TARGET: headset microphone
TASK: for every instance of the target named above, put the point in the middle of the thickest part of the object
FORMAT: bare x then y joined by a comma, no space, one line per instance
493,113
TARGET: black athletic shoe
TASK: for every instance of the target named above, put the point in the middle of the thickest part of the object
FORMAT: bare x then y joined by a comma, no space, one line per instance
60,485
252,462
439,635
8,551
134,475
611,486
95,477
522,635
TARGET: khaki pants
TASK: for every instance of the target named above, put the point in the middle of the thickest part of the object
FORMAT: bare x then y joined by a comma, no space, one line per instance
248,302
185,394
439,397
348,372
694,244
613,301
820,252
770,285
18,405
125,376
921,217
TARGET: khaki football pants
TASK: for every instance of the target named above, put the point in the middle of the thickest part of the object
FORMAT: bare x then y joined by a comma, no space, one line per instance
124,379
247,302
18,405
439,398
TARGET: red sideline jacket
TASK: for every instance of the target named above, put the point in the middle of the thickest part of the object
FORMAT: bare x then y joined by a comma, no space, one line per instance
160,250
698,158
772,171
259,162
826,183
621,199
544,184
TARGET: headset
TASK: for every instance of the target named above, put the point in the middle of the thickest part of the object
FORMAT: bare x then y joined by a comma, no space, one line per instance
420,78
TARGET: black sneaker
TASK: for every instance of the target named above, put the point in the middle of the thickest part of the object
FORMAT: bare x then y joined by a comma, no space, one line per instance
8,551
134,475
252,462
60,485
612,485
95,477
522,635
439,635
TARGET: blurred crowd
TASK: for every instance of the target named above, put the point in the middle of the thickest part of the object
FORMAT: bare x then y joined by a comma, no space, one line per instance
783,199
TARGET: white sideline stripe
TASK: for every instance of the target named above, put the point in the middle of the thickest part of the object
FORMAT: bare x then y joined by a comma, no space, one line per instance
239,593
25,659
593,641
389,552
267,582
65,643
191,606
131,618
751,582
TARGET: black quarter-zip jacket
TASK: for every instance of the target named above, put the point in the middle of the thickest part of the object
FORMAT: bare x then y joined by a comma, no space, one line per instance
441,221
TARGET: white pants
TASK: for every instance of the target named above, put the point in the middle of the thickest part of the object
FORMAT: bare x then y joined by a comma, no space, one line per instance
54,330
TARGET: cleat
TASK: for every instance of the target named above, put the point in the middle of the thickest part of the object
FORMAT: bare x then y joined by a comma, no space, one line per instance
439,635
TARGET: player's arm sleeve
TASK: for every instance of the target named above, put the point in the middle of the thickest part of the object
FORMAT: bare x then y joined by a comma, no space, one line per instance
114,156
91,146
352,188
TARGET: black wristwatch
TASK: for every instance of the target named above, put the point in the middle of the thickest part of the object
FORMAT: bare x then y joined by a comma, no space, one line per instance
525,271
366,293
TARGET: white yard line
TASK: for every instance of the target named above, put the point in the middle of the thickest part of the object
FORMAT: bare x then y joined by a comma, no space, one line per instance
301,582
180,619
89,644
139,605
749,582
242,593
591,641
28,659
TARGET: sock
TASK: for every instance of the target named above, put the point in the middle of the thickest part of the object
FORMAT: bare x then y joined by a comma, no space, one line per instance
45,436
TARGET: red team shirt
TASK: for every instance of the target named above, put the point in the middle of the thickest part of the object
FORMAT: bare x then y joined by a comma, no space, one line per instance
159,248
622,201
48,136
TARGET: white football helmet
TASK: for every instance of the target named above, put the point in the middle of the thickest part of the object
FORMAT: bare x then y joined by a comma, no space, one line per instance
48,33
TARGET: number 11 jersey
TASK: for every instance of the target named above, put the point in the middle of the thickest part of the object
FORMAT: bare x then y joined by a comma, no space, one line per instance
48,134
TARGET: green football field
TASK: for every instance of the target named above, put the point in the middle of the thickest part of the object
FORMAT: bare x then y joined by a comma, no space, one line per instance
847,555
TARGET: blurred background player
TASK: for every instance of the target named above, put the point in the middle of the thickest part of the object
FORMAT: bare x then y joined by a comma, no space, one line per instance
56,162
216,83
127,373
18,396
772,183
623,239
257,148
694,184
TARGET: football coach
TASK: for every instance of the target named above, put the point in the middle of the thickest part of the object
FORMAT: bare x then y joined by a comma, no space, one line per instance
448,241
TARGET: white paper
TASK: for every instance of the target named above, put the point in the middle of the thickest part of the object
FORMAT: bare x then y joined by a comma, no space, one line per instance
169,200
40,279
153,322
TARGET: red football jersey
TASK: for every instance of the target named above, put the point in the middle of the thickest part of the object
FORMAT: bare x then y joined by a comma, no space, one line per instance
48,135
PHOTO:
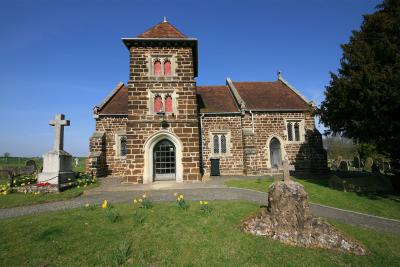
═══
Can you repeat all the rows above with "thickest" changed to "widest" and nothing else altered, leaving the picture out?

* Reply *
TARGET: headset microphone
TASK: for every instance of the target named above, put the point in the middle of the widest part of the object
FORMAT: bare x then y joined by a comma, no space, one line per instance
493,113
TARGET: black athletic shoe
TASK: for every instance of the target named above, put the point in the middle of the widest part of the object
FORMAT: bare x then y joined by a comma, no space, one line per instance
60,485
252,462
439,635
8,551
134,475
611,486
95,477
522,635
TARGET: khaki pants
TASK: for every instance of the target named above, put the point in the middle of the widest part of the object
FORMAT: bare x then y joined by a comma, no space, one line per instance
248,302
185,394
439,397
348,372
694,244
613,301
820,252
770,285
18,405
125,376
921,217
TARGET: khaki football pants
TASK: for every instance of the target named above, put the point in the middle of the widest part of the object
FORMAT: bare x then y joined by a comma, no space, one line per instance
124,379
247,302
18,405
439,398
TARGET: red sideline jacket
TASK: for every instance of the target named above, put the point in the middle of the widest part of the object
FORMAT: bare x then y joined by a comma, no space, one line per instance
160,250
698,158
772,171
259,162
826,183
621,199
544,184
TARGET: headset
TASK: for every instance of the target named above, put the point in the middle of the widest part of the object
FORMAT: bare x then y joined by a comma, no space, one line per instance
420,78
TARGET: black sneaker
TASK: for every instance of the target named above, put the point in the middle of the widest part of the object
FORMAT: bare x then y joined by a comma, no space, one line per instance
8,551
134,475
252,462
60,485
612,485
95,477
522,635
439,635
TARGET: blurred crowd
TASK: for every instance of the target named above, put the point in the middle of the widest part of the object
FORMAT: bare x then y joined by a comma, no space, one line per instance
783,199
TARGET: white sideline stripe
TASK: for every instance of the target named above, put the point in the middle of the widest part of the object
FORMAT: bare x then y joined by a comma, no space, one line per instance
239,593
25,659
593,641
389,552
267,582
65,643
191,606
131,618
751,582
TARGET: black quarter-zip jacket
TASK: for every instance of the target named above, put the point in the middle of the widest part of the object
FORMAT: bare x then y joined by a comma, no space, one line per instance
441,221
TARGET: white pants
TASK: for every instance of the target named above, put the point in the middle of the widest part of the object
FORMAT: bare x then y joined by a comma, no space, one line per instance
54,330
TARGET: cleat
TASK: for every instance of the target named above, put the point in the middle of the widest part of the object
FORMAT: bare x then y joined by a comma, no space, one line per instance
439,635
TARGET: player's arm sleeve
TASK: for every instance of the target named above, put the point in the middle of the widest part of the object
FORMAT: bare x then y joined by a comma, no space, one line per instance
114,156
91,146
352,188
TARGET: black wristwatch
TASK: for every instance of the target named above, put the point in the middle of the widest part of the object
FORMAT: bare x then y joined by a comma, no space, one line per instance
525,271
366,293
TARGET: white yard line
TASK: for every instance of the target named above, put the point in the middle of the widest part of the object
FORMAT: bare x then y joined by a comma, no space, one line per instance
301,582
180,619
89,644
139,605
749,582
242,593
591,641
28,659
TARGET: sock
TASK: for every instance of the target named above, put the point in the middle of the widest part of the object
FORMAT: bare x then y joined by a comma, no space, one line per instance
45,436
TARGET: red team shirt
TASK: for every instance of the target named above, put the point in the middle of the widest part of the object
FORMAT: bare x then y joined by a comma, no space, one line per instance
159,248
622,201
48,136
TARGET: white football helmet
TASK: for every instance of the target named above, put the point in the middle of the widest part of the object
FORMAT: bare x then y joined by a comma, no space, one line per instance
48,33
TARGET: number 11 jersey
TASK: for every instance of the target named above, put the point in the middle of the widest part of the object
FORMAT: bare x then y joined by a comma, no space, one line per instance
48,134
TARGET: green football field
TASK: for every instance of the target named above, put the point in the middle of the widest part of the object
FORMAT: bare x then y joined by a comma, no space, one line per instance
847,555
TARGET: blurred background player
TASK: for every instance of the target named above, put the point in the middle of the widest part of the object
FORMAT: bare x then y joined by a comma, no space, one line per instance
56,162
216,83
127,373
18,396
772,183
623,239
257,148
694,184
TARGET: football coach
TASK: for every instance of the target named above, put the point in the middle of the widest part of the object
FORMAT: bare x then y joined by a comma, no space, one line per instance
448,241
TARGET: white paper
TASK: for every instance of the target named above, put the point in the middle of the widest part of the object
FORMAT: bare x then y joined by a comma, no space, one line per instance
169,200
40,279
153,322
TARGET: red football jersey
TASK: for every instance of the target named above, put the point in the middle of the widest part of the object
FORMAT: bare x then y joined by a comma, no space, one line per instance
48,135
PHOTO:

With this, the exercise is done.